HW更新
leader节点
更新过程
kafka.cluster.Partition.maybeIncrementLeaderHW(leaderReplica: Replica, curTime: Long) // Partition.scala 462行
这个方法的注释作者清楚的解释了HW增加的相关逻辑与背景
/**
* Check and maybe increment the high watermark of the partition;
* this function can be triggered when
*
* 1. Partition ISR changed
* 2. Any replica's LEO changed
*
* The HW is determined by the smallest log end offset among all replicas that are in sync or are considered caught-up.
* This way, if a replica is considered caught-up, but its log end offset is smaller than HW, we will wait for this
* replica to catch up to the HW before advancing the HW. This helps the situation when the ISR only includes the
* leader replica and a follower tries to catch up. If we don't wait for the follower when advancing the HW, the
* follower's log end offset may keep falling behind the HW (determined by the leader's log end offset) and therefore
* will never be added to ISR.
***
从上文关于Kafka分区高水位更新的文本末句之后接着续写。
***
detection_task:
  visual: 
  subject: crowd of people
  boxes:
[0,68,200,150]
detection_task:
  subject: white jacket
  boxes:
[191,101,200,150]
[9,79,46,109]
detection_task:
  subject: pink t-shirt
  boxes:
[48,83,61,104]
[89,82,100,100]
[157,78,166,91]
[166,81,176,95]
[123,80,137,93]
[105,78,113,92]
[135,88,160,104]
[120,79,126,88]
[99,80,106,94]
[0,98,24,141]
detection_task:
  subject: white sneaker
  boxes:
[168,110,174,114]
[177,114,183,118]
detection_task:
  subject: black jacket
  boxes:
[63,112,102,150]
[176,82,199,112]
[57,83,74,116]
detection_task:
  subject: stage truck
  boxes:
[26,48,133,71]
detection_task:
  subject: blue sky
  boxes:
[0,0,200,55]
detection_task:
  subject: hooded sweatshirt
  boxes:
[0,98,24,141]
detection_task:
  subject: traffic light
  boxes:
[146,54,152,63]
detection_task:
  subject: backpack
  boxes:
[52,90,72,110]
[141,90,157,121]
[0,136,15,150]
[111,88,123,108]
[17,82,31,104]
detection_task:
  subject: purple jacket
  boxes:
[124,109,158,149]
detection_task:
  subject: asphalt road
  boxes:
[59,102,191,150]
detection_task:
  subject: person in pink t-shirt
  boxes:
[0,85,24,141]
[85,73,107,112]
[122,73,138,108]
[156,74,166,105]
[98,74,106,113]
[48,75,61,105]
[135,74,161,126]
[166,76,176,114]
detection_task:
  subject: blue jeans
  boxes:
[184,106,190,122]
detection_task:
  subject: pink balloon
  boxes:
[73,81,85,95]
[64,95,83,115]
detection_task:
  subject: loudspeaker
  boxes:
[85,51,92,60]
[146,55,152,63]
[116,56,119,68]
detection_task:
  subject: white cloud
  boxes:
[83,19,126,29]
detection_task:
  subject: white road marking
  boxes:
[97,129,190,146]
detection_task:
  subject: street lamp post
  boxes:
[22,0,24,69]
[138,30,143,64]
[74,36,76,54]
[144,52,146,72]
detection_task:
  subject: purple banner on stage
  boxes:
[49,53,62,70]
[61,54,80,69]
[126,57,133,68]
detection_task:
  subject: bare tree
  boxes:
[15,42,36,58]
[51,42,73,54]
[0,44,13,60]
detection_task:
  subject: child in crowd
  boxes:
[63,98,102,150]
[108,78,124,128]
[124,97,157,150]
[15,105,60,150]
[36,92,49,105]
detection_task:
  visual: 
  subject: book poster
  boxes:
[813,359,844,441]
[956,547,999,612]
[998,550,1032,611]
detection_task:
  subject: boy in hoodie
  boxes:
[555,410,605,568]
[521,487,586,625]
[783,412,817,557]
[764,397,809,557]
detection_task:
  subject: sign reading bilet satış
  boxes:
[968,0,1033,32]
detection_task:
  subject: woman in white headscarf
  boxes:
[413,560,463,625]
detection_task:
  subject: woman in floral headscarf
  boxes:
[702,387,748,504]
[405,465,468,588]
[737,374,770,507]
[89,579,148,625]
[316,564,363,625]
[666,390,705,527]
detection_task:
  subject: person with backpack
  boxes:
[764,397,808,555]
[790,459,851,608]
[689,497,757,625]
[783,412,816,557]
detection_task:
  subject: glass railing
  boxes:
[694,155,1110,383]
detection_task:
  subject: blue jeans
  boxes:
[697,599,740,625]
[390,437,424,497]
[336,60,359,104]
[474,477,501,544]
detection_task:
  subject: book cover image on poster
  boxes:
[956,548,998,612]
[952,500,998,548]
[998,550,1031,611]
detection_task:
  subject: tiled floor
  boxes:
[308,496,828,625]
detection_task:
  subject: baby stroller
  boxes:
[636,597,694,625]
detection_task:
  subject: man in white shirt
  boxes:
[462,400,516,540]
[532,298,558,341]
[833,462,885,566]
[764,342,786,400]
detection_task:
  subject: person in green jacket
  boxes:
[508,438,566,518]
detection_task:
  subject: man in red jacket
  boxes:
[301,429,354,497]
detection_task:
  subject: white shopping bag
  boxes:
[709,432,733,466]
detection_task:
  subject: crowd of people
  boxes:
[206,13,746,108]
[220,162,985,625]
***
* 本题输出 *
*
* Returns true if the HW was incremented, and false otherwise.
* Note There is no need to acquire the leaderIsrUpdate lock here
* since all callers of this private API acquire that lock
*/
按其注释可以清晰地发现,触发leader HW增加的两个时机:
- 分区ISR发生改变时,expand or shrink
- 任意副本LEO发生变化时
上面这两点通过搜索maybeIncrementLeaderHW方法被谁调用时也能发现。除上述两点之外还有个leader选举的时候。
增长leader节点的HW逻辑是:
- 过滤出当前符合要求的副本。符合要求的判断标准是:副本在ISR中,或者,当前时间减去上次同步追上(catch-up)的时间的结果小于配置的最大lag时间(replicaLagTimeMaxMs) Partition.scala line 464。
- 取上述符合要求的所有副本的LEO的最小值作为算出来的新的HW
- 当符合条件时将这个算出来的新的HW赋值给leader的HW,即leaderReplica.highWatermark。那么怎么是符合条件?又有两点,满足任意之一即可,分别是:
- 旧的HW小于当前算出来的新的HW。如其注释所说,要保持HW单调递增。Ensure that the high watermark increases monotonically
- 旧的HW等于当前算出来的新的HW,且此时发生了segment切换。&& oldHighWatermark.onOlderSegment(newHighWatermark)。确认segment切换的办法就是比较baseOffset。
注意,HW是指当前能消费的消息对应的offset的下一个offset,而不是指当前能消费的消息对应的offset
初始化过程
kafka.cluster.Partition.getOrCreateReplica(replicaId: Int, isNew: Boolean) 创建Replica实例
初步看了下就是拿replication-offset-checkpoint 文件(此文件下面有详细解释)中记录的和log的LEO比较,小的一个作为初始的HW。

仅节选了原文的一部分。